__SUPPLIED TEXT__.
# US warns of al-Qaeda cyber threat



## Polar Bear (Dec 1, 2006)

*I wonder if they could make my debt disapper. *


*http://news.bbc.co.uk/2/hi/americas/6197446.stm*
*US warns of al-Qaeda cyber threat* 

*The US government has warned of an al-Qaeda call to attack US online stock market and banking services. *

The threat, seen on an al-Qaeda website, applied to the whole of December. 
It was said to be in revenge for the continued detention of suspects at the US prison camp in Guantanamo Bay. 
A spokesman for the Department of Homeland Security, Russ Knocke, said there was no evidence to corroborate the threat. 
He said the US Computer Emergency Readiness team had issued a "situational awareness report to industry stakeholders". 
However, he said it had been issued out of what he called "an abundance of caution".

__ACTION ITEM__.
Can you continue the forum post about the US warning of an al-Qaeda cyber threat, picking up after its final sentence?

__DATA SUPPLIED__.
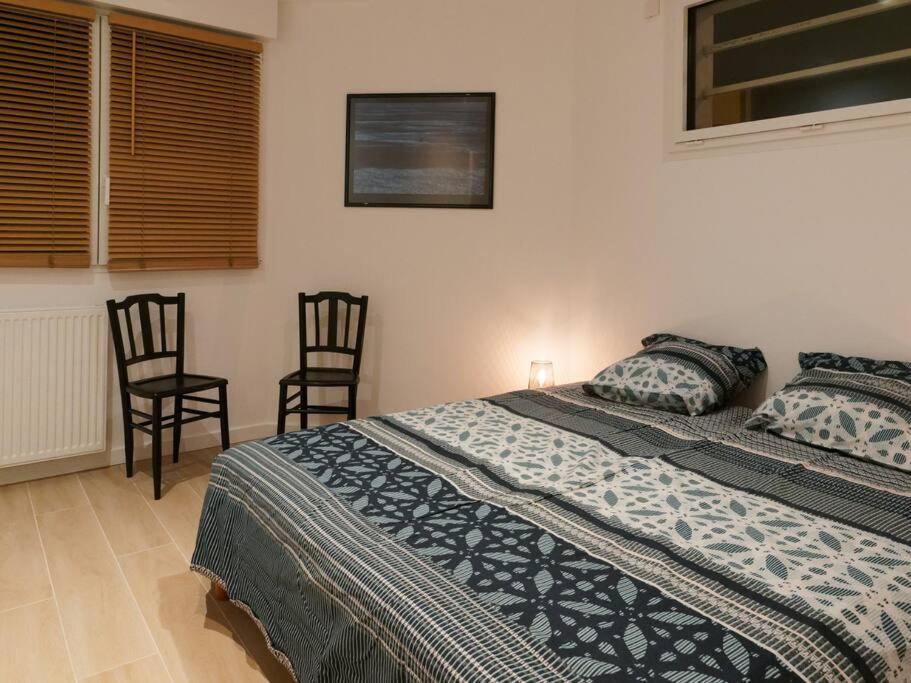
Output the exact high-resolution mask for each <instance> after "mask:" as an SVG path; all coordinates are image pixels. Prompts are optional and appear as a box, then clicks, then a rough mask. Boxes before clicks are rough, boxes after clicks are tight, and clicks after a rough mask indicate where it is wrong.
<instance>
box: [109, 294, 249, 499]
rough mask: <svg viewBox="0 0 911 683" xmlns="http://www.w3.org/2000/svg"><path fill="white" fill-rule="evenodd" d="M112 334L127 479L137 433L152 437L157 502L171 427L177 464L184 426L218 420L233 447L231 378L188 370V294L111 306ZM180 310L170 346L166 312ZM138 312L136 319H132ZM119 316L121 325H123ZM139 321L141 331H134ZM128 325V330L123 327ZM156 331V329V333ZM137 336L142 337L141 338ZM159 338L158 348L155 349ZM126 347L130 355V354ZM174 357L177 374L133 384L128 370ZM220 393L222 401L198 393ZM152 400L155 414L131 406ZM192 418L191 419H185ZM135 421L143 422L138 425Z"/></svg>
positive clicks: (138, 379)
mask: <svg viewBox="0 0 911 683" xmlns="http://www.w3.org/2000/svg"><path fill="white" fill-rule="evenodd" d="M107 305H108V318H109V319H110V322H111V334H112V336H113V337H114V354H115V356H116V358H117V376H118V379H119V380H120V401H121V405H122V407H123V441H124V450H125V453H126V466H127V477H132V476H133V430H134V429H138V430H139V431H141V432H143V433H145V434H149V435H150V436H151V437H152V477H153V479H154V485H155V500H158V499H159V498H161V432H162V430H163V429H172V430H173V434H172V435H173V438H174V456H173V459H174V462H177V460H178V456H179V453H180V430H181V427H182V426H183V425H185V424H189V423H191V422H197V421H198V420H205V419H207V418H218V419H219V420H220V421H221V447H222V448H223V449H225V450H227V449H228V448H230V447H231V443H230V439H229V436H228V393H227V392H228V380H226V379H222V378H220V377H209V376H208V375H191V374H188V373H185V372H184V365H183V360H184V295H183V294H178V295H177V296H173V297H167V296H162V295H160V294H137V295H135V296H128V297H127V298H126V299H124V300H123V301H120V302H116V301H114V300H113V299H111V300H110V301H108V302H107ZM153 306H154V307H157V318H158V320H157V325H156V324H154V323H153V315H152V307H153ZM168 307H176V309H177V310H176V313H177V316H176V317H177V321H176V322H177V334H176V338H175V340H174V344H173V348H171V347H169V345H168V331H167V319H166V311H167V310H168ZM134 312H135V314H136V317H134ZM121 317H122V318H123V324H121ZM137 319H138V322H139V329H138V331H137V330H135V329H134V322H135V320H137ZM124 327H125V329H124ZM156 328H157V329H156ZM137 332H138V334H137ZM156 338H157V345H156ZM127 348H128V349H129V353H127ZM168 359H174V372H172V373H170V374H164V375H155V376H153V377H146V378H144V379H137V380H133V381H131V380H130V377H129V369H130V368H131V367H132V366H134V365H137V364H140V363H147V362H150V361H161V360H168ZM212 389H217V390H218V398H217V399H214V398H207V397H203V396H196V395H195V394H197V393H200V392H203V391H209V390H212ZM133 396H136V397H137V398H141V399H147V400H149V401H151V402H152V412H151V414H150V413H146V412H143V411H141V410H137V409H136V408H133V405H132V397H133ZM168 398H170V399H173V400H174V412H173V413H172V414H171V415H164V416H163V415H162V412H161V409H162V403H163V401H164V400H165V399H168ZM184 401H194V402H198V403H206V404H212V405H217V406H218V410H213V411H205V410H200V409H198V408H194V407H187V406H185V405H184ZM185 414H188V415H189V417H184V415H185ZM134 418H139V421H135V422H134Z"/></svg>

--

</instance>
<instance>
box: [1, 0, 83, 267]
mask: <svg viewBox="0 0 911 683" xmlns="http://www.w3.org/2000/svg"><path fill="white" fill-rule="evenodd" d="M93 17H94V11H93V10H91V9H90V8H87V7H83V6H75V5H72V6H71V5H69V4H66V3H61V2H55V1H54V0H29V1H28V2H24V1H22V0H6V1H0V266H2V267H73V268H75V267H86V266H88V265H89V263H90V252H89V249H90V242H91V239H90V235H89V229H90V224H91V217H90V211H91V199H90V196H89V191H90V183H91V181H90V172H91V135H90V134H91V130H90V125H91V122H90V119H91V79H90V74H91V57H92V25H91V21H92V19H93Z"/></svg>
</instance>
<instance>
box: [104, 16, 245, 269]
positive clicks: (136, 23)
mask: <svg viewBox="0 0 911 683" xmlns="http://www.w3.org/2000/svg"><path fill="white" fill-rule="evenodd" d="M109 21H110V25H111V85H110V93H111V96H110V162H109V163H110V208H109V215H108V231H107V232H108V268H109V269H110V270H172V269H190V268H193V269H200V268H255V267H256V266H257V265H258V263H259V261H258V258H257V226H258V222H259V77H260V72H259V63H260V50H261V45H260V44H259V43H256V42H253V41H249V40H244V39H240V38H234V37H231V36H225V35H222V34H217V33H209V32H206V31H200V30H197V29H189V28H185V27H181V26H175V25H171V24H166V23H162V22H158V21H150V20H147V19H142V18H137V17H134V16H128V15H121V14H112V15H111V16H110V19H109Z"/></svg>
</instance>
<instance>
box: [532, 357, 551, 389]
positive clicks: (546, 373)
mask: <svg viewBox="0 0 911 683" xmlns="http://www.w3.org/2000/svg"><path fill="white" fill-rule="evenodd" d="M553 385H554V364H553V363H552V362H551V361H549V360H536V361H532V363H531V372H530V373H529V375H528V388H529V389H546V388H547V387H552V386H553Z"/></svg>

* * *

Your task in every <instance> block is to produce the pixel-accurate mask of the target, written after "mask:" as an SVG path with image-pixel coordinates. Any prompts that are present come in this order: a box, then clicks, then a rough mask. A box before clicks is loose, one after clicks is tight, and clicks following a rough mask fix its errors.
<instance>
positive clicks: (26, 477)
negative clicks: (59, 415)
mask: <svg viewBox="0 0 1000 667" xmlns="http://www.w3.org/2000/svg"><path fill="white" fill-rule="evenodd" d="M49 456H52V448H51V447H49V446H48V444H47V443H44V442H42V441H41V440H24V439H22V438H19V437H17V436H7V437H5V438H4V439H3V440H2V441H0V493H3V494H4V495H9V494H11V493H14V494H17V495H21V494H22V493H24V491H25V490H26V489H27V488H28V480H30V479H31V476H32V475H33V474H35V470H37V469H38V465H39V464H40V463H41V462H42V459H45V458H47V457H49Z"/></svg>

__RESULT FOR THIS TASK__.
The warning said the threat called for attacks to begin Friday and run through the month of December. It is described as an "aspirational threat" and the nature of the warning is particularly vague, the BBC's Guto Harri in New York says.


----------



## AWP (Dec 1, 2006)

You could MAYBE hack one of those industries.....but it wouldn't last long and you would get caught. There are too many safeguards built into place ironically due to the number of worms and virii over the last few years.


----------



## Charlie (Dec 1, 2006)

True, but the net is still very vulnerable


----------



## AWP (Dec 1, 2006)

No doubt, Charlie, not at all. I'm an Admin for a large financial company and that particular industry is more restricted than others. Not all though...ma and pa banks/ credit unions will be a problem for us for one.

I think we are overdue for a large scale attack on the Net.


----------



## Polar Bear (Dec 1, 2006)

Freefalling said:


> I think we are overdue for a large scale attack on the Net.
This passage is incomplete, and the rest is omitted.